━━━━━ PROVIDED DATA

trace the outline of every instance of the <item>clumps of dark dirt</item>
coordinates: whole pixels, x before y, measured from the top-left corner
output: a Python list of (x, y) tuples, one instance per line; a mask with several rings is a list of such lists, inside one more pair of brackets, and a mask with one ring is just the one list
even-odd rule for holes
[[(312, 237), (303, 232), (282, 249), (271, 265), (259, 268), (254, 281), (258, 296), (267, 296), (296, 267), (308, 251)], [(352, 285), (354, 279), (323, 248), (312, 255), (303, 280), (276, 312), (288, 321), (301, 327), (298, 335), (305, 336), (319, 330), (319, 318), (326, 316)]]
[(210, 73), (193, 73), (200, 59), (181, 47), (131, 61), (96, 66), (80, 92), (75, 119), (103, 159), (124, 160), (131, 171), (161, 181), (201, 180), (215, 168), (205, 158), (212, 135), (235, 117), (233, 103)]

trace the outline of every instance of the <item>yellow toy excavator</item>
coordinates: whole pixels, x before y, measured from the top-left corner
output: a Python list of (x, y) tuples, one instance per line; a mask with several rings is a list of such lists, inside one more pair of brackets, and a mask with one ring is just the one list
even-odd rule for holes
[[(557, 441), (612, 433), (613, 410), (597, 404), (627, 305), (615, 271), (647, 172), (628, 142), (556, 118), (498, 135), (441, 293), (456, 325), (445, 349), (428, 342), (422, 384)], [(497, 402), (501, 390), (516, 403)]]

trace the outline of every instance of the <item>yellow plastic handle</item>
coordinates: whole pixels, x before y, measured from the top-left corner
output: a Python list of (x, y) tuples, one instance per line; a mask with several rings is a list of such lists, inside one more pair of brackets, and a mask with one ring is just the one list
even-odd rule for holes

━━━━━━━━━━

DIRECTIONS
Can you update the material so that every "top-left corner" becomes "upper-left corner", with nothing else changed?

COMPLETE OUTPUT
trace the outline of every instance of the <item>clumps of dark dirt</item>
coordinates: whole pixels, x before y, measured from the upper-left corner
output: a Python list of (x, y) tuples, one instance per line; a mask with several rings is a list of such lists, inside one more pair of brackets, and a mask with one ring is just the one list
even-odd rule for holes
[[(312, 237), (303, 232), (282, 249), (271, 265), (259, 268), (254, 281), (258, 296), (267, 296), (296, 267), (308, 251)], [(352, 285), (354, 279), (323, 248), (312, 255), (303, 280), (276, 312), (288, 321), (301, 327), (298, 335), (305, 336), (319, 330), (319, 318), (326, 316)]]
[(210, 73), (193, 73), (200, 59), (181, 47), (131, 61), (96, 66), (80, 92), (75, 119), (103, 159), (124, 160), (131, 171), (161, 181), (201, 180), (215, 168), (205, 158), (212, 135), (235, 117), (233, 103)]

trace the outline of every instance of the <item>yellow toy excavator</item>
coordinates: whole pixels, x before y, measured from the upper-left corner
output: a Python list of (x, y) tuples, one instance per line; a mask with several rings is a list of such lists, inside one more pair of brackets, and a mask with one ring is just the one list
even-odd rule for holes
[[(557, 441), (612, 433), (613, 410), (597, 404), (627, 305), (615, 271), (647, 172), (628, 142), (556, 118), (498, 135), (441, 293), (456, 325), (445, 349), (428, 342), (422, 384)], [(497, 402), (501, 390), (516, 403)]]

trace the outline of every instance of the <item>yellow plastic handle</item>
coordinates: whole pixels, x before y, measured from the upper-left corner
output: a Python list of (x, y) tuples, one instance per line; a mask with several rings is a list of such lists, inside one more pair of brackets, and a mask with one ring is just the one list
even-odd rule for holes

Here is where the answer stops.